§ **Quoted passage**:
——
Let's see how this works from the console. I'll talk to CLI and SDK access as well where applicable .

This setting can be found in the Bedrock console under Bedrock configurations > Settings:

AWS Bedrock model invocation log settings screen

When the toggle is activated, a number of additional configuration options will appear. There are multiple log destinations to select, and each option requires you to have already configured the destination.

Option: S3 Only

AWS Bedrock model invocation logging S3 configuration

For this example, the bedrock-invocation-logging-insights bucket has already been created with appropriate access permissions. Again, this must be done prior to activating model invocation logging.

Option: CloudWatch Log Group
For CloudWatch Logs, the Log group must be specified as well, but the UI is a little different (and important information is called out that is not presented in the S3 configuration):

AWS Bedrock model invocation logging CloudWatch Logs configuration

Here the Log group name can be hand-entered. I did not have any luck getting the search UI to come up when clicking the magnifying glass icon, or autocomplete when entering the name of a known log group, but this log group must also be set up prior, otherwise errors will be returned to the console ("The specified log group does not exist").

For this exercise, when selecting Create and use a new role, the following policy is generated:

{
    "Version": "2012-10-17",
    "Statement": [
        {
            "Sid": "AmazonBedrockModelInvocationCWDeliveryRole",
            "Effect": "Allow",
            "Action": [
                "logs:CreateLogStream",
                "logs:PutLogEvents"
            ],
            "Resource": "arn:aws:logs:us-east-1:111111111111:log-group:elliot/model-invocation-logs:log-stream:aws/bedrock/modelinvocations"
        }
    ]
}

and the associated trust relationship policy:

{
  "Version": "2012-10-17",
  "Statement": [
    {
      "Effect": "Allow",
      "Principal": {
        "Service": "bedrock.amazonaws.com"
      },
      "Action": "sts:AssumeRole",
      "Condition": {
        "StringEquals": {
          "aws:SourceAccount": "111111111111"
        },
        "ArnLike": {
          "aws:SourceArn": "arn:aws:bedrock:us-east-1:111111111111:*"
        }
      }
    }
  ]
}

Look back at the permissions policy, notice how the path to the a log group and stream is also accounted for in the policy? That is not a valid log group and stream in this configuration! When selecting "Save settings" and an invalid log group is specified under Log group name, the role is created anyway and not cleaned up after the failure, so another reason to have the name of the group at hand is to avoid creating roles that need cleanup after the fact. It would be nice to have this wrapped in a transaction that also cleans up the associated role resource.

Returning back to the callout:

Model input or output data larger than 100kb or in binary format will not be published to CloudWatch Logs. If S3 configuration for large data delivery is not provided, that model data will not be published.

This is an important consideration to understand based on use case.

The 4 checkboxes at the top of the form prompt for what data types to record: text, image, embedding and video. When toggled on, those outputs will be stored in the target bucket and log group. For images and video, these will almost always exceed the 100kb threshold. Text outputs may also exceed this threshold, depending on the length of the prompt and response, because both the prompt and response as well as other output related to the request are stored.

Option: Both S3 and CloudWatch Logs
Choosing Both S3 and CloudWatch logs effectively combines the two forms into a single form that still work the same way, except both destinations are used. The optional large data delivery portion may be redundant depending on requirements.

So what does that look like in practice? Here's an example of the data/ directory in S3 for a recorded invocation to Nova Canvas. There are two assets:

assets generated from a Bedrock image call to Nova Canvas

The size of the gz file indicates there's some binary data, and in fact the 3 images that were generated from the Canvas prompt are saved in base-64 format in a JSON array labeled "images".
——
§ **Dataset records**:
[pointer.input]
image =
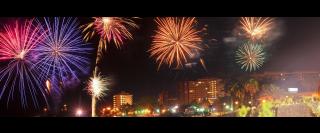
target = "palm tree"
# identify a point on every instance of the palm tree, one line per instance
(235, 91)
(251, 87)
(271, 90)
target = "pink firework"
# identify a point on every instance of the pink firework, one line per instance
(16, 45)
(109, 29)
(18, 39)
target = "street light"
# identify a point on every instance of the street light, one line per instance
(79, 112)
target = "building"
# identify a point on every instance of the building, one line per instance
(120, 99)
(163, 97)
(208, 89)
(167, 100)
(305, 81)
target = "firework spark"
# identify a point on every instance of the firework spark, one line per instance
(62, 53)
(97, 87)
(175, 41)
(256, 27)
(109, 29)
(250, 56)
(61, 56)
(16, 45)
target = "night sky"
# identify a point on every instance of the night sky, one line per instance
(295, 47)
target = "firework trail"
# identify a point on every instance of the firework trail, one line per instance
(17, 42)
(250, 56)
(62, 54)
(97, 87)
(256, 27)
(175, 41)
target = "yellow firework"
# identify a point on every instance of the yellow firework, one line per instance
(98, 86)
(256, 27)
(175, 41)
(109, 29)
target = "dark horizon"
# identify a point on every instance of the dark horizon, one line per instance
(295, 49)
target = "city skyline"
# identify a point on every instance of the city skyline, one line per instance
(292, 47)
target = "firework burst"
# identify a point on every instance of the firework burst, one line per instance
(97, 87)
(109, 29)
(175, 41)
(250, 56)
(62, 53)
(256, 27)
(17, 42)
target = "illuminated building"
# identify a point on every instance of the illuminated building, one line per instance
(305, 81)
(208, 89)
(166, 99)
(120, 99)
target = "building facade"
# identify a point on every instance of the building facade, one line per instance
(122, 98)
(208, 89)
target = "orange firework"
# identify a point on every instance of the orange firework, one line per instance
(109, 29)
(256, 27)
(175, 41)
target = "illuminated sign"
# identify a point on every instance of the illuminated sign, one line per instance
(293, 90)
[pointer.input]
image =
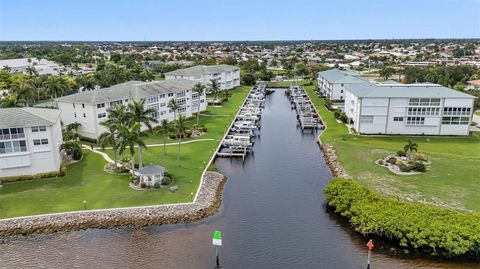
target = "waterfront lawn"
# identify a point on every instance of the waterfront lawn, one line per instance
(86, 180)
(452, 180)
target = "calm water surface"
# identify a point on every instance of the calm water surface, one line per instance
(273, 216)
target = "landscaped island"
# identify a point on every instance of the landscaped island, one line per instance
(87, 180)
(436, 211)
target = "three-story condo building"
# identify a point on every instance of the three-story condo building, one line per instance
(30, 140)
(227, 76)
(408, 109)
(332, 83)
(90, 108)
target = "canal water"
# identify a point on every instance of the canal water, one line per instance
(273, 216)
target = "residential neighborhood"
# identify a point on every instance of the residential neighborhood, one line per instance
(239, 134)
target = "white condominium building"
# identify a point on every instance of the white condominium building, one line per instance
(90, 108)
(332, 83)
(30, 140)
(227, 76)
(408, 109)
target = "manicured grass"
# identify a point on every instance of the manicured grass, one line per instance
(452, 180)
(86, 180)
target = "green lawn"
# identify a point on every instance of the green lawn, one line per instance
(453, 179)
(86, 180)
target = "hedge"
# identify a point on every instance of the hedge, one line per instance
(62, 172)
(428, 228)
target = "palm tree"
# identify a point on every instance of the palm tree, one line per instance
(410, 146)
(24, 90)
(214, 88)
(11, 100)
(199, 89)
(163, 129)
(109, 138)
(173, 105)
(129, 137)
(56, 86)
(141, 115)
(181, 127)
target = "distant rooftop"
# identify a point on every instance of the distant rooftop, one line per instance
(423, 90)
(202, 69)
(130, 89)
(27, 117)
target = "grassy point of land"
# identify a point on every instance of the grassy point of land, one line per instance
(452, 180)
(86, 180)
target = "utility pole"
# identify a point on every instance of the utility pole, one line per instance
(370, 246)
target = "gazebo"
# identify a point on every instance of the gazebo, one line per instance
(151, 174)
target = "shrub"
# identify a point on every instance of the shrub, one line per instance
(392, 160)
(166, 181)
(438, 230)
(419, 167)
(406, 168)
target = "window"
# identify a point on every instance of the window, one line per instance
(415, 120)
(38, 142)
(366, 119)
(455, 120)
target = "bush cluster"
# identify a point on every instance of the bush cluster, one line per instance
(62, 172)
(428, 228)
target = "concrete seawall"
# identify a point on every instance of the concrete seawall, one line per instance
(207, 203)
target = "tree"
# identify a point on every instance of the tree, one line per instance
(129, 137)
(56, 86)
(214, 88)
(386, 72)
(143, 116)
(11, 100)
(199, 89)
(410, 146)
(163, 130)
(181, 127)
(109, 138)
(173, 105)
(24, 90)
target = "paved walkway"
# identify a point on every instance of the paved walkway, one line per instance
(108, 159)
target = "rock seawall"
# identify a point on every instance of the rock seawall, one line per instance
(332, 161)
(208, 202)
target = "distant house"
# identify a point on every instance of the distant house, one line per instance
(227, 76)
(30, 140)
(89, 108)
(332, 83)
(408, 109)
(473, 85)
(42, 66)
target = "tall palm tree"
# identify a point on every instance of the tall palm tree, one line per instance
(163, 129)
(141, 115)
(11, 100)
(199, 89)
(56, 86)
(24, 90)
(110, 138)
(129, 137)
(410, 146)
(173, 105)
(214, 88)
(181, 127)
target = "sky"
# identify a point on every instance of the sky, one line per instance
(209, 20)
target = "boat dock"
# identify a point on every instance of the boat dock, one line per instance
(306, 114)
(239, 140)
——
§ **Problems to solve**:
1/ Answer these questions about the text on Bedrock model invocation logging:
(a) Under which console path is the logging setting found?
(b) What error message is returned when the log group was not set up beforehand?
(c) In what form are the 3 images generated from the Canvas prompt saved?
2/ Which lines of the records contain the word "concrete"? Pick out and copy every such line, treating case as significant.

§ **Solutions**:
1/
(a) Bedrock configurations > Settings
(b) "The specified log group does not exist"
(c) In base-64 format, in a JSON array labeled "images"

2/
target = "concrete seawall"
# identify a point on every instance of the concrete seawall, one line per instance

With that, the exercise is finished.